§ Point localization data

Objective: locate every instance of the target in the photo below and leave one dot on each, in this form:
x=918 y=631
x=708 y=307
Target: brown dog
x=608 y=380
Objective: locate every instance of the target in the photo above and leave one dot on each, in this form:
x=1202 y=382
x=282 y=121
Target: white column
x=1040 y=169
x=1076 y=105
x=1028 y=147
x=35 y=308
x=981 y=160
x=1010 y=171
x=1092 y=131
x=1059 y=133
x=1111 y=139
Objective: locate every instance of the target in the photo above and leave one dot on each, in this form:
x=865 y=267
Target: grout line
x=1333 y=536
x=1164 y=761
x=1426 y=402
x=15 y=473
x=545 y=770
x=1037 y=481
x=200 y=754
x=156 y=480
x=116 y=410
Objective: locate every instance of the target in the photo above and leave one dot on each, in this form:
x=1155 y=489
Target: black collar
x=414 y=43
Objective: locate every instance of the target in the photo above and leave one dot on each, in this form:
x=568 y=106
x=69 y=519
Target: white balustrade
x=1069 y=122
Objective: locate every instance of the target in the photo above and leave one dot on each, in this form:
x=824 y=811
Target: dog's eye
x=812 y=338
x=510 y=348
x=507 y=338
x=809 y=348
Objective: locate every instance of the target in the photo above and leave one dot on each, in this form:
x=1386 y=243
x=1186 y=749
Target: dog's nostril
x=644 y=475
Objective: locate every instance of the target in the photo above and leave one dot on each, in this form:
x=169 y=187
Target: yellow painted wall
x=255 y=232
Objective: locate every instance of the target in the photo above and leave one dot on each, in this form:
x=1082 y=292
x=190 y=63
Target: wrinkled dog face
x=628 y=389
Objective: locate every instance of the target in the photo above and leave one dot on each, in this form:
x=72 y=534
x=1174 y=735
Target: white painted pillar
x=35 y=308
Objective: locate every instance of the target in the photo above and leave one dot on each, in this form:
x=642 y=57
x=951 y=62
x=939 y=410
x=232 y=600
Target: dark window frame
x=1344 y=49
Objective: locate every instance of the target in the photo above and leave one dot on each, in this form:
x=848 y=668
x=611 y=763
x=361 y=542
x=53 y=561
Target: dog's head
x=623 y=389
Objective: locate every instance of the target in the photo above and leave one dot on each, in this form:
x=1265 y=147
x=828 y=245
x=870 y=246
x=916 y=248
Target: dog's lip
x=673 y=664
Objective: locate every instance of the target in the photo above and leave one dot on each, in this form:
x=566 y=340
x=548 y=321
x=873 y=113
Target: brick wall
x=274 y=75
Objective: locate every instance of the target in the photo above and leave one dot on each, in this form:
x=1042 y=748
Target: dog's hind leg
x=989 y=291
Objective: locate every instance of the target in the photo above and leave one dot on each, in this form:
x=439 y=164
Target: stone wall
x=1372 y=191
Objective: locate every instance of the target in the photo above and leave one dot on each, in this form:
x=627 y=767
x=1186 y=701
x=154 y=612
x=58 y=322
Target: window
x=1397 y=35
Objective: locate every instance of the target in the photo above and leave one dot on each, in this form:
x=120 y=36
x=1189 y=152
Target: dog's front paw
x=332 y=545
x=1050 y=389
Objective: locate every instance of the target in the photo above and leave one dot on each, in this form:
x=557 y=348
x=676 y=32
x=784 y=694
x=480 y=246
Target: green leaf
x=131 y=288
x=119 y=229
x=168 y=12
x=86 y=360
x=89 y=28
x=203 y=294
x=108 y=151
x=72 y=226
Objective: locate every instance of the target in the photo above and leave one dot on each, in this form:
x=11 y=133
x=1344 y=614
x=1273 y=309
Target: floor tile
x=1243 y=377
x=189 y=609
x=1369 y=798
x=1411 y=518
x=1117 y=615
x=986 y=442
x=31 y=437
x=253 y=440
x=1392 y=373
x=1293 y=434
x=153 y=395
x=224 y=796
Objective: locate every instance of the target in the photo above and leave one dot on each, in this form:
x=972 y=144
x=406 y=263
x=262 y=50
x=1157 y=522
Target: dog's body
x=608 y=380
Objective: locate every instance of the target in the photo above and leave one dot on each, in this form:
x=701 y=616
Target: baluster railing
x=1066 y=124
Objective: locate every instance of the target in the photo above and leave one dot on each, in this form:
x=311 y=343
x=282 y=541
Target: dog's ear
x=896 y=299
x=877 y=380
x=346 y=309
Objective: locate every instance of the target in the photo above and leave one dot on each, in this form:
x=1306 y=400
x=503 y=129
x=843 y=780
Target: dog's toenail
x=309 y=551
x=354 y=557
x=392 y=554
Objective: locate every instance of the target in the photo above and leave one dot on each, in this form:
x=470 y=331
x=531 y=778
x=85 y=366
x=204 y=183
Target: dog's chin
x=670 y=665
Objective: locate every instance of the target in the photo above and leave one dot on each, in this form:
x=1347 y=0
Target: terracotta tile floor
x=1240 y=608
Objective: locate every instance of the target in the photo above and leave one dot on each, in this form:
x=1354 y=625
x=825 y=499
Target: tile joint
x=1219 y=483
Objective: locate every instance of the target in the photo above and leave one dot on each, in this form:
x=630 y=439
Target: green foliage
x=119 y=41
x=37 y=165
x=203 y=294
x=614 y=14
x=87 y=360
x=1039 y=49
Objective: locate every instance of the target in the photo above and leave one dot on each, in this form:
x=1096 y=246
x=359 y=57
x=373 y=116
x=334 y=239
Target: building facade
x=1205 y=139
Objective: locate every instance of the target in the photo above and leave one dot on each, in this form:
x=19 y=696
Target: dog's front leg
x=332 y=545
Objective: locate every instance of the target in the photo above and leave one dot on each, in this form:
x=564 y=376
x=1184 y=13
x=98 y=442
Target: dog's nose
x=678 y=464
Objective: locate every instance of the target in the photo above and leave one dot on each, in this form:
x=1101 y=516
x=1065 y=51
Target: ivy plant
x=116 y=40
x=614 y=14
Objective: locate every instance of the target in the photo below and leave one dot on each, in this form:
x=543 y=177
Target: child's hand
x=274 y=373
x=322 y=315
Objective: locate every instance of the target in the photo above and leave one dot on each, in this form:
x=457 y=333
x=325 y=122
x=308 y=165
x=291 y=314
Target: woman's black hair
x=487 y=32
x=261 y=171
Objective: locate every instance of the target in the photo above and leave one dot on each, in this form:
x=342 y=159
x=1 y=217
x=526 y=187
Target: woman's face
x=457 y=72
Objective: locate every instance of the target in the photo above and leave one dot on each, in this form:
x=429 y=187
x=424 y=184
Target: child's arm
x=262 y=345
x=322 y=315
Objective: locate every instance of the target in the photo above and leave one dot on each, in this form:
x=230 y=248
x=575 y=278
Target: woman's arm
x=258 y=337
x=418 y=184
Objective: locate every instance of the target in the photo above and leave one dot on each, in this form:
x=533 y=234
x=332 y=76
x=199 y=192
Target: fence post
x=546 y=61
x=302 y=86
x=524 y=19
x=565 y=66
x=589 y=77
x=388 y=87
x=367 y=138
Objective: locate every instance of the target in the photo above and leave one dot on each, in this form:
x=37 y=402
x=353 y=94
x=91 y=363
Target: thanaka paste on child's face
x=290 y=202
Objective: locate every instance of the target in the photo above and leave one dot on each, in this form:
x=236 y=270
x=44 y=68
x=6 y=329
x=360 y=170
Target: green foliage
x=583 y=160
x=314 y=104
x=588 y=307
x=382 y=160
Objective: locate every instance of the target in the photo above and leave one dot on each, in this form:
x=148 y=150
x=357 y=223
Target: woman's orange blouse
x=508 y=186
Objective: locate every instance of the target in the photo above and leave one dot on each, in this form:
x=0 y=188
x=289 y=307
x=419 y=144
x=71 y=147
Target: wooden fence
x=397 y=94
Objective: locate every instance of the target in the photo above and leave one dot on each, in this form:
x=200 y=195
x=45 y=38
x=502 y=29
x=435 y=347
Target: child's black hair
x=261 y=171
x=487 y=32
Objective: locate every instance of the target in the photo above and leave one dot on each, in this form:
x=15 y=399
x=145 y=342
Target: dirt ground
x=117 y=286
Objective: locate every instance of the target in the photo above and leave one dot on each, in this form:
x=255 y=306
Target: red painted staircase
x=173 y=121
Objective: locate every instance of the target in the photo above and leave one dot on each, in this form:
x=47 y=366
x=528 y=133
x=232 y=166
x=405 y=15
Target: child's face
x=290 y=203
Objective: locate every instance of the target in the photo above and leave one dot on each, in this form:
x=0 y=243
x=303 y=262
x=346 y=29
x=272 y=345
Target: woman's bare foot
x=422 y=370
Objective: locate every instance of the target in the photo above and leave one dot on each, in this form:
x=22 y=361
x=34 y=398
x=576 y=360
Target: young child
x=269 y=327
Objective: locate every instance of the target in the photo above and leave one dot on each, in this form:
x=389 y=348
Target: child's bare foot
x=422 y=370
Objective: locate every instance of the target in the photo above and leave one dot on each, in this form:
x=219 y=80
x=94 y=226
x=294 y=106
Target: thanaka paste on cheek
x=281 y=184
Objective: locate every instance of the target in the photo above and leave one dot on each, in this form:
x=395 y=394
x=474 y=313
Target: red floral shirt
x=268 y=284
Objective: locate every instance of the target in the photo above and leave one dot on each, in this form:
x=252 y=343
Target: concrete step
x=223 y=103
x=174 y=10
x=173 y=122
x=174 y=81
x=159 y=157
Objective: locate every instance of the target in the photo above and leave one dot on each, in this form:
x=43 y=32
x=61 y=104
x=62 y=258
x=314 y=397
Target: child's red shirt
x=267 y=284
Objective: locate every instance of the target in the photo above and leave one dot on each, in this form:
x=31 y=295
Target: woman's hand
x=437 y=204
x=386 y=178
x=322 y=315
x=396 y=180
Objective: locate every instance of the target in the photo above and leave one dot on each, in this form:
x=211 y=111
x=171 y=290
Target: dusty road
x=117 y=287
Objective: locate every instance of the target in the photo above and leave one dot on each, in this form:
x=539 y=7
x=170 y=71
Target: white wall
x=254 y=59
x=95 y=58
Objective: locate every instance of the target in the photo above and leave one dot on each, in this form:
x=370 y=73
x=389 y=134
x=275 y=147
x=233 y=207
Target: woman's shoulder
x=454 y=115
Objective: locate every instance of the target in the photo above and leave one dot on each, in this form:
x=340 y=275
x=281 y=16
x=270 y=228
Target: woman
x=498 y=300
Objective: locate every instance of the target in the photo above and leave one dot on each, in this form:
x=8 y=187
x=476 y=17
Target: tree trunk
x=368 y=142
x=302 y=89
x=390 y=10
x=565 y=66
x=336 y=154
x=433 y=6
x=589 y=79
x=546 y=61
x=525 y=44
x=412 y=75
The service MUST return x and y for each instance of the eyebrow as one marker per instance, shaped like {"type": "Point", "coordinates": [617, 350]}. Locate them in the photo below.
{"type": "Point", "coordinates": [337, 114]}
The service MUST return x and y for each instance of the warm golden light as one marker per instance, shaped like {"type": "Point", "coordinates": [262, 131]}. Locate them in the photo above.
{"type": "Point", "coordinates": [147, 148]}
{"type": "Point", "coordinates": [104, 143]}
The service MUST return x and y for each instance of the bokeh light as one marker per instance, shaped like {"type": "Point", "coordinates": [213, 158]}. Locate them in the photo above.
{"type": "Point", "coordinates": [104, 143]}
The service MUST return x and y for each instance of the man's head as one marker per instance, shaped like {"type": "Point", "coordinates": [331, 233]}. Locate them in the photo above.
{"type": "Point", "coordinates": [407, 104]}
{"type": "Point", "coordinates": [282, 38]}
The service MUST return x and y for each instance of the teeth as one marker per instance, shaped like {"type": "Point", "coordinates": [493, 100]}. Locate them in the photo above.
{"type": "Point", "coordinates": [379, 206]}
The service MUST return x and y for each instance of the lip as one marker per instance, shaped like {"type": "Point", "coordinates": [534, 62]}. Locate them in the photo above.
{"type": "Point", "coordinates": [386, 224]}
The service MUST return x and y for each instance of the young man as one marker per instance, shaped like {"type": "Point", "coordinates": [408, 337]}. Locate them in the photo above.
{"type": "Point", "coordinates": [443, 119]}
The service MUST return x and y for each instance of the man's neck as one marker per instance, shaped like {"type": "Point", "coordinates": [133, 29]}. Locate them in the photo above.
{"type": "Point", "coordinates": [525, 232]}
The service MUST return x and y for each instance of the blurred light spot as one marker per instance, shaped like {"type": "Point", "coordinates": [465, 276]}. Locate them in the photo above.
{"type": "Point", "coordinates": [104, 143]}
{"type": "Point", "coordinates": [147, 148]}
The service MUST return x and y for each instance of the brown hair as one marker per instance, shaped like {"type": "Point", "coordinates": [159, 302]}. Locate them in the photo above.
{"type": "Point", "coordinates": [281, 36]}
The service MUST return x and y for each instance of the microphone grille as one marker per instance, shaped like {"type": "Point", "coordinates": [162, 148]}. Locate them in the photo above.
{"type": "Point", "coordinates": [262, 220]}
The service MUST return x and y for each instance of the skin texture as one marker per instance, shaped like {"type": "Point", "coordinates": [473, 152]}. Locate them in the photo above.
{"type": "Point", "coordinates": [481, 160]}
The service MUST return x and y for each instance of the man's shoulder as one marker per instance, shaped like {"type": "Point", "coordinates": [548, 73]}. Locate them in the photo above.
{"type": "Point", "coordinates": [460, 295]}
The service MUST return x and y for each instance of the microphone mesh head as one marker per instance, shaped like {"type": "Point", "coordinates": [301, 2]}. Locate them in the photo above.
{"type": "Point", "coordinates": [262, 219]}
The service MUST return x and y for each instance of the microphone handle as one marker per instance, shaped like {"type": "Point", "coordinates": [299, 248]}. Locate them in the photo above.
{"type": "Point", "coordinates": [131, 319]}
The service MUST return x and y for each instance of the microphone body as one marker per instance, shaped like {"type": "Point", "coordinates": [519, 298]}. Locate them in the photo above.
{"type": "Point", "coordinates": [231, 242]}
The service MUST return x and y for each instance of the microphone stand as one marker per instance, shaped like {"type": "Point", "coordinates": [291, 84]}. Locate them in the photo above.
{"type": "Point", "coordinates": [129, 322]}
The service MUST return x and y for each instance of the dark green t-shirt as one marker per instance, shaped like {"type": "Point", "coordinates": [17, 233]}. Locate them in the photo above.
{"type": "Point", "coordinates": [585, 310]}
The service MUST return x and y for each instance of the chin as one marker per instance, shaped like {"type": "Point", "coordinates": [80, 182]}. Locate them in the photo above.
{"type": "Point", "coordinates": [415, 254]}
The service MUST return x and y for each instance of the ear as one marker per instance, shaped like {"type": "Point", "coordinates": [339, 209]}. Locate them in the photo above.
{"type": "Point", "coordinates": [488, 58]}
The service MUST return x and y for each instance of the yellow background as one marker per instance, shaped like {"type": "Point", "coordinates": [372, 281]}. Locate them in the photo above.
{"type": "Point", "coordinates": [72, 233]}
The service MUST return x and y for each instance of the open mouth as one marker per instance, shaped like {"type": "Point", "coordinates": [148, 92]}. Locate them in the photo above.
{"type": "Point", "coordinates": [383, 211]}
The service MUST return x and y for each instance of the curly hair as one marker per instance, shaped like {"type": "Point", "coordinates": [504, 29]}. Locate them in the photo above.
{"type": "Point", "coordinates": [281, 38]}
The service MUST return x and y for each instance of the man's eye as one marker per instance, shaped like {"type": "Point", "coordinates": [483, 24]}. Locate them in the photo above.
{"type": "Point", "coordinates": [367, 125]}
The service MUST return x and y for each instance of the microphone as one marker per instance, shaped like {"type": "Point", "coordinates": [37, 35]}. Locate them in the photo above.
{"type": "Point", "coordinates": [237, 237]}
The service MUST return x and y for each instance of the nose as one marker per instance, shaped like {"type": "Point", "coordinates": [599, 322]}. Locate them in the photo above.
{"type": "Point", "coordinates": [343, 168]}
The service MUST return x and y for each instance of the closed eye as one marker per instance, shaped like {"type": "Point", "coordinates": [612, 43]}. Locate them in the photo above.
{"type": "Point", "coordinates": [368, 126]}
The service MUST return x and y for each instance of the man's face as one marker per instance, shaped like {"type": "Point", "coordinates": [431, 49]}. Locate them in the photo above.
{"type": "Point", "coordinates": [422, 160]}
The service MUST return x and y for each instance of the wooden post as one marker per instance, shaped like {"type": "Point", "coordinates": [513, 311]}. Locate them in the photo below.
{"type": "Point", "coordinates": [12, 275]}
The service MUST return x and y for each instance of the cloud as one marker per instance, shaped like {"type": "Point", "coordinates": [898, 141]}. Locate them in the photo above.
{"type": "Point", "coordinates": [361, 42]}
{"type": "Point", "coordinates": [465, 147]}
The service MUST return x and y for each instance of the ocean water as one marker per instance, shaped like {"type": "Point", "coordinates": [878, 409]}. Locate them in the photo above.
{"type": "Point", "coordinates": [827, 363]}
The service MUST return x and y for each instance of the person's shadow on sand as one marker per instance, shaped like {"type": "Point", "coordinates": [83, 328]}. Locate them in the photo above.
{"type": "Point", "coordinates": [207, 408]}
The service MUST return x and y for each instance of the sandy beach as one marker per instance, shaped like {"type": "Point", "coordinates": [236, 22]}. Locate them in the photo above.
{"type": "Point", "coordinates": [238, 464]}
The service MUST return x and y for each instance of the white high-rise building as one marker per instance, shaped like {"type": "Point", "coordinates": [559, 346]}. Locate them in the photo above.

§ TASK TO CARRY OUT
Reproduce exactly the lines above from the line with "x=145 y=342" to the line with "x=576 y=360", including both, and add nothing.

§ RESULT OF THIS TASK
x=145 y=342
Target: dirt ground
x=117 y=286
Objective: locate every instance of the target in the photo above and leave one dot on each, in this form:
x=255 y=306
Target: red painted staircase
x=173 y=121
Objective: locate every instance of the target in the photo above and leave one dot on each, in this form:
x=47 y=366
x=528 y=133
x=232 y=166
x=405 y=15
Target: child's face
x=290 y=203
Objective: locate every instance of the target in the photo above and leave one dot on each, in this form:
x=0 y=243
x=303 y=262
x=346 y=29
x=272 y=345
Target: woman's bare foot
x=422 y=370
Objective: locate every instance of the target in the photo above and leave one dot on each, in this form:
x=22 y=361
x=34 y=398
x=576 y=360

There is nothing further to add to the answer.